(Raw records)
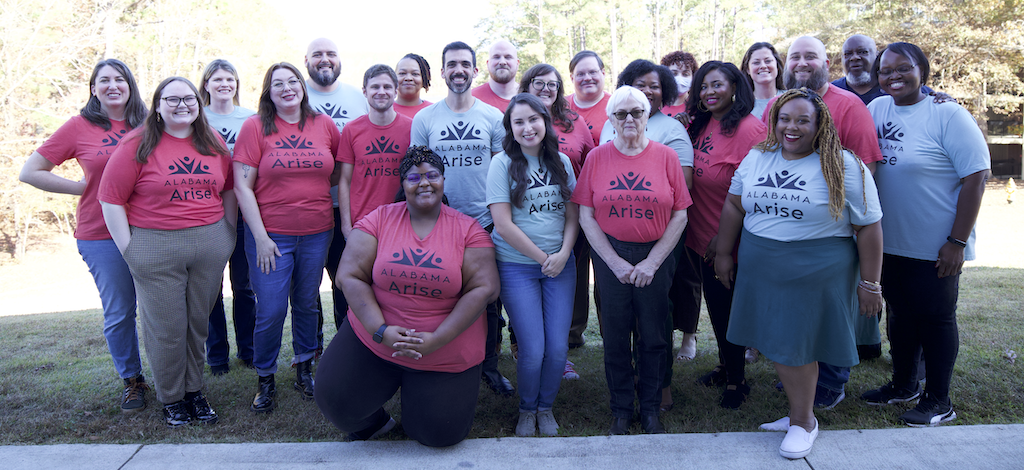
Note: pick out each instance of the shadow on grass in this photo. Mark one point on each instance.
(59, 386)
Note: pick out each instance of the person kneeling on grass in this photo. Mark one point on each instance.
(415, 314)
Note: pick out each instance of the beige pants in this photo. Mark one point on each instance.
(177, 276)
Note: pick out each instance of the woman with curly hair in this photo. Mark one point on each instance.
(800, 199)
(725, 132)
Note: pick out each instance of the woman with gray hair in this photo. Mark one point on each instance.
(633, 201)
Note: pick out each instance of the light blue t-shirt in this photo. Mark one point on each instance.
(927, 148)
(787, 200)
(465, 142)
(662, 129)
(542, 216)
(228, 125)
(343, 104)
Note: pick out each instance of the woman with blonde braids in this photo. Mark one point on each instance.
(800, 198)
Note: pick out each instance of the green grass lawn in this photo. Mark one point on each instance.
(58, 384)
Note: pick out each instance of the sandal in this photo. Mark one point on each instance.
(714, 378)
(734, 395)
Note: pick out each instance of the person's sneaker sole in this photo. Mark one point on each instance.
(936, 420)
(899, 399)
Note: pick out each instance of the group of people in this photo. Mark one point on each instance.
(797, 208)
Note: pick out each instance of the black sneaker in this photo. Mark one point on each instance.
(381, 427)
(133, 396)
(929, 412)
(200, 409)
(177, 414)
(889, 394)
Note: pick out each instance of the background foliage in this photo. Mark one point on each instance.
(48, 48)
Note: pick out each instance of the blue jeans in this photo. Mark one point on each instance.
(541, 310)
(624, 308)
(297, 278)
(243, 309)
(117, 292)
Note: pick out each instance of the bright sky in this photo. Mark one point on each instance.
(370, 32)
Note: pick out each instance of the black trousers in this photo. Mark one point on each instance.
(353, 384)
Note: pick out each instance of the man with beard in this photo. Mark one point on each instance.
(342, 103)
(372, 147)
(807, 66)
(466, 132)
(502, 66)
(859, 53)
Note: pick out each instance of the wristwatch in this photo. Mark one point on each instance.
(379, 336)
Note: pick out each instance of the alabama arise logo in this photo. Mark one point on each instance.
(336, 113)
(891, 131)
(383, 144)
(781, 180)
(188, 166)
(113, 138)
(705, 144)
(228, 135)
(294, 142)
(630, 181)
(461, 131)
(407, 279)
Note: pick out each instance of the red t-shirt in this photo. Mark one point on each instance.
(673, 111)
(716, 158)
(418, 282)
(177, 187)
(375, 153)
(485, 94)
(594, 116)
(853, 123)
(92, 146)
(633, 197)
(293, 183)
(410, 112)
(576, 144)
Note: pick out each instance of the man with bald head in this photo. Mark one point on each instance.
(503, 62)
(342, 103)
(859, 53)
(807, 66)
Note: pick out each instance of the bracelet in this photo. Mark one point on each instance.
(872, 288)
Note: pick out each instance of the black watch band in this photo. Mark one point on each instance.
(379, 336)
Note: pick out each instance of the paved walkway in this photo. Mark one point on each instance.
(989, 446)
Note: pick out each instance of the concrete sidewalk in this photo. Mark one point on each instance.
(990, 446)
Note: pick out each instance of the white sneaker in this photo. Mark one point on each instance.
(798, 441)
(546, 422)
(527, 424)
(779, 425)
(688, 349)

■ WRITTEN REQUEST
Copy out every line of the records above word for word, leaving out the pictures.

■ FINAL RESULT
Note: pick out each instance of the shadow on grass in this photo. Mark one point on each instance.
(59, 386)
Note: pick out each instance of the person kneeling on grass in this photo. Mark one point on each instance.
(415, 314)
Note: pick out each instance of the beige pants in this photo. Mark one point on each instance.
(177, 276)
Note: pick out each instance of the woman with curly hair in this photo. Mark one point on each instance.
(800, 199)
(725, 132)
Note: pick out each instance of the woman with gray hair in this photo. Mark one point on each instance.
(633, 201)
Note: pick out each instance of the light blue t-shirt in this photo. Mark one point on each instance.
(927, 148)
(787, 200)
(465, 142)
(662, 129)
(542, 216)
(228, 125)
(343, 104)
Note: pick out each instance of the woman with blonde braids in this photo. Mark one point on each instance.
(800, 198)
Note: pick out each instance of the green grass lawn in this photo. Mark one point on each instance.
(58, 384)
Note: pick out each instance of the sandal in this photo. Mark one point on each instance.
(714, 378)
(734, 395)
Note: pick out each instance of the person's sneaker sole in this photo. Mark one point on each instance.
(936, 420)
(899, 399)
Note: pick out each instance of the group of people in this photo. Mark one point on each instance.
(797, 208)
Note: pick out each instance of the black sneaker in this photo. Mark one point on each instance.
(381, 427)
(133, 396)
(929, 412)
(200, 409)
(177, 414)
(889, 394)
Note: pick out each instance of the background foliage in this photo. Mark one point on each instance.
(48, 48)
Note: pick out each instance of the blue jeans in this photo. Mark one point on each instance.
(541, 310)
(624, 308)
(297, 278)
(243, 309)
(117, 292)
Note: pick out each instance of the bright sky in this photo. Mark one point on each instance.
(370, 32)
Note: pick out each instance of the black trousers in this photo. Mark one point on each instance.
(353, 384)
Note: pick out each instance of the man with beard in this photo. Mark one point on each instance.
(342, 103)
(372, 147)
(807, 66)
(466, 132)
(502, 66)
(859, 53)
Note: pick out each instance of the wristwatch in this photo. Mark one point on each instance.
(379, 336)
Note: pick out each instance of the alabama arise logo in this photo. Mark one point on each instance.
(336, 113)
(891, 131)
(383, 144)
(781, 180)
(188, 166)
(113, 138)
(705, 144)
(228, 135)
(294, 142)
(630, 181)
(461, 131)
(407, 279)
Note: pick out each instance of the red t-shirt in this photo. Mark one point on each instance.
(673, 111)
(716, 158)
(418, 282)
(177, 187)
(375, 153)
(485, 94)
(594, 116)
(853, 123)
(92, 146)
(633, 197)
(293, 183)
(410, 112)
(576, 144)
Note: pick out each instance of the man with bald head in this photo. Mark one point on each instance.
(503, 62)
(342, 103)
(859, 53)
(807, 66)
Note: pick out each instance of the bracelet in this photo. Mark one point on each instance.
(872, 288)
Note: pick out each instance of the black watch band in this photo. Mark one point on each instance.
(379, 336)
Note: pick out each instance of the paved walkway in this photo. Mark one point on each instance.
(989, 446)
Note: pick out each instance of the concrete sidewalk in this photo. Mark one point on each instance.
(990, 446)
Note: pick out each instance of the white sneaker in this photo. Mark one point on each instance.
(798, 441)
(546, 422)
(527, 424)
(779, 425)
(688, 349)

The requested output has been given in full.